[Referring expression pointing data]
=-=-=-=-=

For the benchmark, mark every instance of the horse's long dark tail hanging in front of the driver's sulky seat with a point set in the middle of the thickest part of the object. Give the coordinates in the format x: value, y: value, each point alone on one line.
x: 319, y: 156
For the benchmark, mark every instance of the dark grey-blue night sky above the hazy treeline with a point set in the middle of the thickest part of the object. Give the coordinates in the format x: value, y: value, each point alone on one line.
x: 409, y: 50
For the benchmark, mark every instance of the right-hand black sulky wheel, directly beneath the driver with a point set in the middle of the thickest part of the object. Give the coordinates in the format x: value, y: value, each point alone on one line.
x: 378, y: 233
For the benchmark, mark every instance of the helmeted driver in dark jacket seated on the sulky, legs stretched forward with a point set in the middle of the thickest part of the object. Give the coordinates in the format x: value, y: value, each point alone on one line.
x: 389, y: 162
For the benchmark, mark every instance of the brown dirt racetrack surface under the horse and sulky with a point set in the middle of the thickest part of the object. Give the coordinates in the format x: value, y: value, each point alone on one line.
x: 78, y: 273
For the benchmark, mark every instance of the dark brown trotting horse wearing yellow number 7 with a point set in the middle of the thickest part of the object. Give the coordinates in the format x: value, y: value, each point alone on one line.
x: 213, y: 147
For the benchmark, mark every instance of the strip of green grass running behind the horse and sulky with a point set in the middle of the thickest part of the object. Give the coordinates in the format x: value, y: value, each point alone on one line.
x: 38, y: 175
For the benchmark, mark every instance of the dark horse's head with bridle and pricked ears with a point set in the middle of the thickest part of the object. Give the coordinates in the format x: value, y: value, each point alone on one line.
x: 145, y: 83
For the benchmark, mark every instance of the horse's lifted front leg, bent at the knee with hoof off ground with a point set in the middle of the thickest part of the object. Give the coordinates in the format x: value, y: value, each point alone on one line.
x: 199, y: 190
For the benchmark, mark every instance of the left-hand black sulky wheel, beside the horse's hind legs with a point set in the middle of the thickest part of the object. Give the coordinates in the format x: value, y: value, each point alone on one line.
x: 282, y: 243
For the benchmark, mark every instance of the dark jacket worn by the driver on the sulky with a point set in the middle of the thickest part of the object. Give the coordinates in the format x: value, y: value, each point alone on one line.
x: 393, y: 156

=-=-=-=-=

§ AIM OF THE TASK: The expected result is every record above, duplicated exactly.

§ REPLY TO THE TASK:
For the benchmark, mark every instance of the horse's long dark tail hanging in front of the driver's sulky seat with a point set in the middle of the thickest part of the object. Give the coordinates in the format x: value, y: value, each point alone on one line.
x: 319, y: 156
For the benchmark, mark every instance of the dark grey-blue night sky above the hazy treeline with a point set in the middle of the thickest part of the object. Give the coordinates in the format x: value, y: value, each point alone on one line.
x: 409, y: 50
For the benchmark, mark every instance of the right-hand black sulky wheel, directly beneath the driver with a point set in the middle of the thickest part of the object. Give the coordinates in the format x: value, y: value, each point alone on one line.
x: 378, y: 233
For the benchmark, mark every instance of the helmeted driver in dark jacket seated on the sulky, legs stretched forward with a point set in the middle of the thickest part of the object. Give the coordinates in the format x: value, y: value, each point alone on one line.
x: 389, y: 162
For the benchmark, mark every instance of the brown dirt racetrack surface under the horse and sulky with a point set in the middle of the thickest part of the object. Give the coordinates in the format x: value, y: value, each point alone on one line.
x: 78, y: 273
For the benchmark, mark every instance of the dark brown trotting horse wearing yellow number 7 with a point set in the middle of the thickest part of the object. Give the coordinates in the format x: value, y: value, each point alone on one line.
x: 213, y: 147
For the benchmark, mark every instance of the strip of green grass running behind the horse and sulky with a point set in the middle of the thickest part of the object. Give the coordinates in the format x: value, y: value, each point alone on one line.
x: 38, y: 175
For the benchmark, mark every instance of the dark horse's head with bridle and pricked ears with a point set in the middle of the thickest part of the object. Give the coordinates in the format x: value, y: value, each point alone on one line.
x: 145, y: 83
For the benchmark, mark every instance of the horse's lifted front leg, bent at the knee with hoof off ground with a point set in the middle of the thickest part of the object. Give the coordinates in the format x: value, y: value, each point alone on one line.
x: 199, y: 190
For the benchmark, mark every instance of the left-hand black sulky wheel, beside the horse's hind legs with a point set in the middle of the thickest part of the object. Give the coordinates in the format x: value, y: value, each point alone on one line.
x: 282, y: 243
For the benchmark, mark every instance of the dark jacket worn by the driver on the sulky with a point set in the middle of the thickest part of the object. Give the coordinates in the format x: value, y: value, each point alone on one line.
x: 393, y: 156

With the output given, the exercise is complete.